▶ **Extract to read**:
Armed with an extensive booklist from the Library of Congress and a tri-fold posterboard of numbered phrases describing the main topics to look for and list on each book's bibliography card, we visited libraries across the city. We checked out 30 to 40 books at a time, put them in suitcases, loaded them into the trunk of my assistant's car and headed for the riverbank or a swimming pool to bask in the sun while we worked.

We hired several German university students to help us, as this was a massive project. Wages paid stateside were considerably higher than the students could earn from local part-time jobs, so we acquired a hardworking team, eager to work long hours.

A month into the project, we learned that hundreds of the target volumes were likely to be in Heidelberg and Berlin libraries, so I was dispatched to these cities, where I hired assistants and continued the search. After a month in Heidelberg, again working with someone who had a car (essential because there are numerous specialized branch libraries sprinkled throughout German cities), I moved on to Berlin.

Dagmar, the woman I hired to assist me there, had no car but had a friend who wanted to sell his Isetta for 100 marks (25 US dollars, back then.) I'd never heard of the ISETTA, so we went over to take a look at it. There it sat: a tan snowball with bug-eyed headlights and canvas sunroof that rolled back like a sardine can lid, with two wheels set wide apart in front and two more set close together in back. Its one door opened across the front like the door of a refrigerator (I later read that a prototype had originally been built in the 50's by an Italian refrigerator maker.)

▶ **Requirement 1**: List every number written in digits in the passage on the book search.
▶ **Requirement 2**: From the passage on the book search, return everything from "Armed with an" down to "work long hours.".
▶ **Requirement 3**: In the passage on the book search, what price did Dagmar's friend ask for his Isetta?

▶ **Information shown**:
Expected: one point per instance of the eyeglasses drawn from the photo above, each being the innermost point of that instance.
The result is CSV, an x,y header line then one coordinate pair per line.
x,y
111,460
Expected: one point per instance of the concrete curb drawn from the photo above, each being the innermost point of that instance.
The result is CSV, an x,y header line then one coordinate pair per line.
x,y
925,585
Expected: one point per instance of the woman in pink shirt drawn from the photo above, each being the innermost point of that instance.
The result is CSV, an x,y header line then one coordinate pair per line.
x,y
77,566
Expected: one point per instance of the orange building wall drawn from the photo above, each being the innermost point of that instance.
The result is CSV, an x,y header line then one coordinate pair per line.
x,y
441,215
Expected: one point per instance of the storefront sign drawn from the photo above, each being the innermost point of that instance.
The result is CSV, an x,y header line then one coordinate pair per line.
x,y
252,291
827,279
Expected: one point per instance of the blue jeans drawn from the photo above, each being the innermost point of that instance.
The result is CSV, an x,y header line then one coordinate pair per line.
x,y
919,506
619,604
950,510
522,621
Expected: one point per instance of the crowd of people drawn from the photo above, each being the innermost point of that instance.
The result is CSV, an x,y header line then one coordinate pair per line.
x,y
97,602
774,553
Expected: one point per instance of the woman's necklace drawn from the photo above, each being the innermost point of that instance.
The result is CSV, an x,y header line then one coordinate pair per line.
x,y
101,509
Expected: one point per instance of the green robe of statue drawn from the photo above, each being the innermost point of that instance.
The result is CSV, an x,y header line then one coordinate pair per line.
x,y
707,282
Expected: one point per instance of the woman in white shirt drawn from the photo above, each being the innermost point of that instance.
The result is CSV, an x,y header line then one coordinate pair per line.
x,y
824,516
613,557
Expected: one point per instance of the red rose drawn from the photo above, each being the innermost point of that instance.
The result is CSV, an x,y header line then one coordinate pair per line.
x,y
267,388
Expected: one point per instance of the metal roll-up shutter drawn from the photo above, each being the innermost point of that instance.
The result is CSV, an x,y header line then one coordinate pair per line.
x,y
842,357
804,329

▶ **Exercise solution 1**: 30, 40, 100, 25, 50 (in "50's")

▶ **Exercise solution 2**:
Armed with an extensive booklist from the Library of Congress and a tri-fold posterboard of numbered phrases describing the main topics to look for and list on each book's bibliography card, we visited libraries across the city. We checked out 30 to 40 books at a time, put them in suitcases, loaded them into the trunk of my assistant's car and headed for the riverbank or a swimming pool to bask in the sun while we worked.

We hired several German university students to help us, as this was a massive project. Wages paid stateside were considerably higher than the students could earn from local part-time jobs, so we acquired a hardworking team, eager to work long hours.

▶ **Exercise solution 3**: 100 marks, which was 25 US dollars at the time.